- **EXERCISE BRIEF**: Include in the output the line containing "Could you please indicate the wrist in" and each subsequent line of the records, through the end, transcribed exactly. Add nothing else.

Extracted data entries:
--
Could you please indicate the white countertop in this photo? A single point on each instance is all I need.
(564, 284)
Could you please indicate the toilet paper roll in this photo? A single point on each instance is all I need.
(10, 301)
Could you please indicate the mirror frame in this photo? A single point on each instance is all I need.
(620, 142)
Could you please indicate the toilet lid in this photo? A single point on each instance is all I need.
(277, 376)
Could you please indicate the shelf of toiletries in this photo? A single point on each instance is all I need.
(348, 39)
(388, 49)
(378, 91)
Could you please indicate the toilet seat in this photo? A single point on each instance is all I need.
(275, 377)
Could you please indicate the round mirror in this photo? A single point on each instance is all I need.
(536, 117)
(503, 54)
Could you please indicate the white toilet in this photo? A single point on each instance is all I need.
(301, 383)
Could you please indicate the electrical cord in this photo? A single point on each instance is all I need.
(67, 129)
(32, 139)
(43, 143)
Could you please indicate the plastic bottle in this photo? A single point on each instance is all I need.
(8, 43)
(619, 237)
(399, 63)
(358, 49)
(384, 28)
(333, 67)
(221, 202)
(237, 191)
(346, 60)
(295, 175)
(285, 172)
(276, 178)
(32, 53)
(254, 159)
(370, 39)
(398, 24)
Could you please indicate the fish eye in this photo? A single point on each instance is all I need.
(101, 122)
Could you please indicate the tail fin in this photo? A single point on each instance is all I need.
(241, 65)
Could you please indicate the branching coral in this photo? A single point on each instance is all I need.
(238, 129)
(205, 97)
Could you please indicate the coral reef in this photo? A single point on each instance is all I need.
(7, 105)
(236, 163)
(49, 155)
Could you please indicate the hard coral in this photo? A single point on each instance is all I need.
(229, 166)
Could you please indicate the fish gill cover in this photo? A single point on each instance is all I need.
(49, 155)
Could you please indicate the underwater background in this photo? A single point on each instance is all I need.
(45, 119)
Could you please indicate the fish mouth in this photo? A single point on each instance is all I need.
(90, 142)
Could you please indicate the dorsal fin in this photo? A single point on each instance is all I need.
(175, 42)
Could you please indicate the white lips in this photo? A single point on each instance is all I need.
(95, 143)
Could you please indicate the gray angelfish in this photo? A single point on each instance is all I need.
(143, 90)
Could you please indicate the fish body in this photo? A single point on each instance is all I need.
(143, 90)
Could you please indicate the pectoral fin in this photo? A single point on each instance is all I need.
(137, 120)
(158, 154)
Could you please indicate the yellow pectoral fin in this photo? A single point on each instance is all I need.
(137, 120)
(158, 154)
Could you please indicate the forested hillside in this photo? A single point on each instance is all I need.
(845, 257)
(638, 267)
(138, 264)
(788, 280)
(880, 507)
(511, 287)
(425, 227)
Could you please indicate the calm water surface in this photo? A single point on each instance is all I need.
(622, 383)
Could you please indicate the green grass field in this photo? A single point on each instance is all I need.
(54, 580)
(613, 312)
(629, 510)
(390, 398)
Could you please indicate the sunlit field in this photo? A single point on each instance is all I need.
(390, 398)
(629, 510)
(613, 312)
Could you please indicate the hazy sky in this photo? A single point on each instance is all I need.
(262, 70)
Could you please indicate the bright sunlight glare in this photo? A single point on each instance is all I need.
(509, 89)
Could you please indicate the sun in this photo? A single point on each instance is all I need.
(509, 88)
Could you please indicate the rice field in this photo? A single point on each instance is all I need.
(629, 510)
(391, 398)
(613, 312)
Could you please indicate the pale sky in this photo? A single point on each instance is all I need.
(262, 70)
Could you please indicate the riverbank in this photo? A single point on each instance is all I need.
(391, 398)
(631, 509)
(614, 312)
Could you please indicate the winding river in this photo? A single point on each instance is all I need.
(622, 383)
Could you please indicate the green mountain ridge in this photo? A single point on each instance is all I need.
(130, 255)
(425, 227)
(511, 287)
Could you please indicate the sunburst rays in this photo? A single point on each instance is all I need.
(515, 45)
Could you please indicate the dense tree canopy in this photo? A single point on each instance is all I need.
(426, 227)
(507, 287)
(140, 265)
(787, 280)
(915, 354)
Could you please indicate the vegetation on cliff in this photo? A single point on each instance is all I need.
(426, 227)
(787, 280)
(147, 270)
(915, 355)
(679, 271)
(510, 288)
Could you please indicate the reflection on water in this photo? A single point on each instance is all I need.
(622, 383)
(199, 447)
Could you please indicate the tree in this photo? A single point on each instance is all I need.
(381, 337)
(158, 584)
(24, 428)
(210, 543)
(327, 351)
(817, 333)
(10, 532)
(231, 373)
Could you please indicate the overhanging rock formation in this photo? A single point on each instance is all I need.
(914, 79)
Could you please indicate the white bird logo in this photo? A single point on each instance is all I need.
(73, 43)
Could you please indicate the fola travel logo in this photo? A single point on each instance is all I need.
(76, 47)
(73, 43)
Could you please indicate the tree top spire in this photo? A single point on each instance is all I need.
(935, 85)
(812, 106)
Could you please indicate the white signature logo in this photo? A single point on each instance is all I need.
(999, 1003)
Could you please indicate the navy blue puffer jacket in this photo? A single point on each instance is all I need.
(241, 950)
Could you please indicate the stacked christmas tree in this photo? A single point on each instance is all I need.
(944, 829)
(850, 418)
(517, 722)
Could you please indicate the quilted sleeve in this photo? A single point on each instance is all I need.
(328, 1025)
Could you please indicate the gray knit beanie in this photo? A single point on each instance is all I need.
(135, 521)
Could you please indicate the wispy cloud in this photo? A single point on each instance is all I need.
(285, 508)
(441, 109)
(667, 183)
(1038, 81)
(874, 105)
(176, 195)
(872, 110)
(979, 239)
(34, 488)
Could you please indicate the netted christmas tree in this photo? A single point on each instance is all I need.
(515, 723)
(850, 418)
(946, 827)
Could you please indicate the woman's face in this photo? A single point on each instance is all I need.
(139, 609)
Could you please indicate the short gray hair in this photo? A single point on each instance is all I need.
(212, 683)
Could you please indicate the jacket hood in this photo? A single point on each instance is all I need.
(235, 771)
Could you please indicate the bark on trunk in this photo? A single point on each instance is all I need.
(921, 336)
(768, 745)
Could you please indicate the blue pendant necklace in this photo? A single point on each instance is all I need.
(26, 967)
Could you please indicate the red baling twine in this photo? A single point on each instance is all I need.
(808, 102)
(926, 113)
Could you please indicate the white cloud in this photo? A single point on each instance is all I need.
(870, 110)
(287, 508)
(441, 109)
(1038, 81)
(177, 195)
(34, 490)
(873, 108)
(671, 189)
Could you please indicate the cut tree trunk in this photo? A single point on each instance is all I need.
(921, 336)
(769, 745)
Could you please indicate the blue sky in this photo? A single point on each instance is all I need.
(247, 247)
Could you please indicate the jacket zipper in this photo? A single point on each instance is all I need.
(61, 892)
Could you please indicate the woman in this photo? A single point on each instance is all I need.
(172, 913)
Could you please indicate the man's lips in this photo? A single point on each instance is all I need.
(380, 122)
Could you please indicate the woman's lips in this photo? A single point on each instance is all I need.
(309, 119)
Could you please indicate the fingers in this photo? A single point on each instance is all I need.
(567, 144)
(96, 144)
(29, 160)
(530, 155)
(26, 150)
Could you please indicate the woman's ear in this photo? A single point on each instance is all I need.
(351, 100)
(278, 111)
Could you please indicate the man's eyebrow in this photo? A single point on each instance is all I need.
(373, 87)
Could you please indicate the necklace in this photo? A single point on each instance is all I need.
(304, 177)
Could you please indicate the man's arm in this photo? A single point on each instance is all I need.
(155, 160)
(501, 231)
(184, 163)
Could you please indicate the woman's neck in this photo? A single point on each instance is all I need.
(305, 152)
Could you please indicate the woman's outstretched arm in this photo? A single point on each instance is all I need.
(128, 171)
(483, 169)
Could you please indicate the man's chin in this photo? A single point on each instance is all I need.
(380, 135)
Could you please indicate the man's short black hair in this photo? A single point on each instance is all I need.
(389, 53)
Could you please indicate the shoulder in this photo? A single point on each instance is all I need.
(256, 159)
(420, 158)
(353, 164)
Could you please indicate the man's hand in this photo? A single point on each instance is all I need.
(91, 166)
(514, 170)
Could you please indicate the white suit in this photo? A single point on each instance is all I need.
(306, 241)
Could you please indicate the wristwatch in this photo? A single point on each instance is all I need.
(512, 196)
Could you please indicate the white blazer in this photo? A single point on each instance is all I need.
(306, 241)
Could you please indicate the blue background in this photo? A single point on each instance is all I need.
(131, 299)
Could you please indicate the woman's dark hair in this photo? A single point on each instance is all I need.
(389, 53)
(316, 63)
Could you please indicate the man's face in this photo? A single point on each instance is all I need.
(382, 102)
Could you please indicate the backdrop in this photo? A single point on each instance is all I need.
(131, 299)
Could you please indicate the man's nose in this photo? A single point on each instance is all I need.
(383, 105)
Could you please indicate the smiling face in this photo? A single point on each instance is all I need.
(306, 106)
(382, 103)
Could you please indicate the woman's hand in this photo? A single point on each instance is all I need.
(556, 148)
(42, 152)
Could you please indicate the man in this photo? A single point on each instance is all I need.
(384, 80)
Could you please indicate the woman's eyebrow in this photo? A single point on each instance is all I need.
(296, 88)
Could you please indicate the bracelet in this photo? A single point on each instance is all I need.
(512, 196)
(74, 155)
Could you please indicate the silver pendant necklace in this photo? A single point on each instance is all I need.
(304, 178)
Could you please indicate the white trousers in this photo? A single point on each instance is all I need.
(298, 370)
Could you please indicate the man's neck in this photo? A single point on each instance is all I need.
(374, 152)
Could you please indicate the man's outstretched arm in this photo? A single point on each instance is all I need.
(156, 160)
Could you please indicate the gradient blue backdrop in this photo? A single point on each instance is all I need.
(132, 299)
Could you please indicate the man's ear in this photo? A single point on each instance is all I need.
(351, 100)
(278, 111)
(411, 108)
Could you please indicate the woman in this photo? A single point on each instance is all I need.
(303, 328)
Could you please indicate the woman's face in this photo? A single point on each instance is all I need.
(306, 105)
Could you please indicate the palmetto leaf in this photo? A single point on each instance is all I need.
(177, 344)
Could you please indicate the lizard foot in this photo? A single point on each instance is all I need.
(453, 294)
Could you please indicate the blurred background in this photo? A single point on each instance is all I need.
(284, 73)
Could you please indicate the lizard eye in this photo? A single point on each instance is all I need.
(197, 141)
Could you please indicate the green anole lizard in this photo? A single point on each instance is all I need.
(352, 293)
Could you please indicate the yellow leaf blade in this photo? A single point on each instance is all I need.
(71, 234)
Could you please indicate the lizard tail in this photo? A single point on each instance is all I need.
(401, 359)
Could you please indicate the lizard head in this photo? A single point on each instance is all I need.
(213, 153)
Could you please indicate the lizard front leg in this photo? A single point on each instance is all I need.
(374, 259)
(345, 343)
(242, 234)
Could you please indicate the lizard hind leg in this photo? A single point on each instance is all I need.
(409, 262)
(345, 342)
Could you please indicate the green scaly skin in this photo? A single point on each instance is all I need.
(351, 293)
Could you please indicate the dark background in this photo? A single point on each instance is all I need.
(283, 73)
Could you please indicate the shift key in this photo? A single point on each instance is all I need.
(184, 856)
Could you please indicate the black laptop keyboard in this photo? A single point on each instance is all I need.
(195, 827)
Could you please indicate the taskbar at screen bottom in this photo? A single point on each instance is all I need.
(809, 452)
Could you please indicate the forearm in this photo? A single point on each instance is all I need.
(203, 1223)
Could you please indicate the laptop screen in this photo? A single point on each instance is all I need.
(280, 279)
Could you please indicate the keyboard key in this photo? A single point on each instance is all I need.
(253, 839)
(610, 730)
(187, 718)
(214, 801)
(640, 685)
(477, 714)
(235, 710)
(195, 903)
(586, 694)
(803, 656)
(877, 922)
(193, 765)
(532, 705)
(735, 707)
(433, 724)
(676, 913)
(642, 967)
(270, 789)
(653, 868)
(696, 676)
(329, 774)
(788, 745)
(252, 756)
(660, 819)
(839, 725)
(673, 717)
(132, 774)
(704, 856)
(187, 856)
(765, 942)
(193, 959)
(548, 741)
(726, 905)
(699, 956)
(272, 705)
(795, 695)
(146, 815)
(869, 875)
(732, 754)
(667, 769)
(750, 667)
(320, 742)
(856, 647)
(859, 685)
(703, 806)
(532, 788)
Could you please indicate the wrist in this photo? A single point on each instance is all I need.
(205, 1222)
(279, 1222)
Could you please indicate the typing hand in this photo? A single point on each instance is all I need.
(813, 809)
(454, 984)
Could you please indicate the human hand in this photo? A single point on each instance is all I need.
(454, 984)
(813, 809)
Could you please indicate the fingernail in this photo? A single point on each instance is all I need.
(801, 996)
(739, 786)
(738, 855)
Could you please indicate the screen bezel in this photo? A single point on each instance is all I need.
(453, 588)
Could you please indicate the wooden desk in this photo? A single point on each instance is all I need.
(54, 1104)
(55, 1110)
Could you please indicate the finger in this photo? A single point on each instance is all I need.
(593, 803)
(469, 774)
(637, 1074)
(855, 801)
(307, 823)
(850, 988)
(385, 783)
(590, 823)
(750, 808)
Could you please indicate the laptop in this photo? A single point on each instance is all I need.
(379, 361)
--
- **WRITTEN SOLUTION**:
Could you please indicate the wrist in this photo? A single point on each instance is all I need.
(205, 1222)
(279, 1222)
Could you please indicate the typing hand in this photo? A single point on each instance is all I need.
(813, 809)
(454, 984)
Could you please indicate the human hand in this photo? A single point on each instance is all I need.
(454, 984)
(813, 809)
Could you please indicate the fingernail in this photo? A single point on each instance is all I need.
(801, 996)
(739, 786)
(738, 855)
Could you please indicate the screen bezel in this photo? A single point on each instance is all I need.
(453, 588)
Could you please indicate the wooden desk in this photo? A single point on each instance is all I need.
(54, 1104)
(55, 1110)
Could you please indicate the finger in this photo? A single point on each instance is all I need.
(593, 803)
(469, 774)
(637, 1074)
(855, 801)
(307, 823)
(850, 988)
(385, 783)
(590, 823)
(750, 808)
Could you please indicate the laptop in this photo? A single point on each instance is all I need.
(379, 361)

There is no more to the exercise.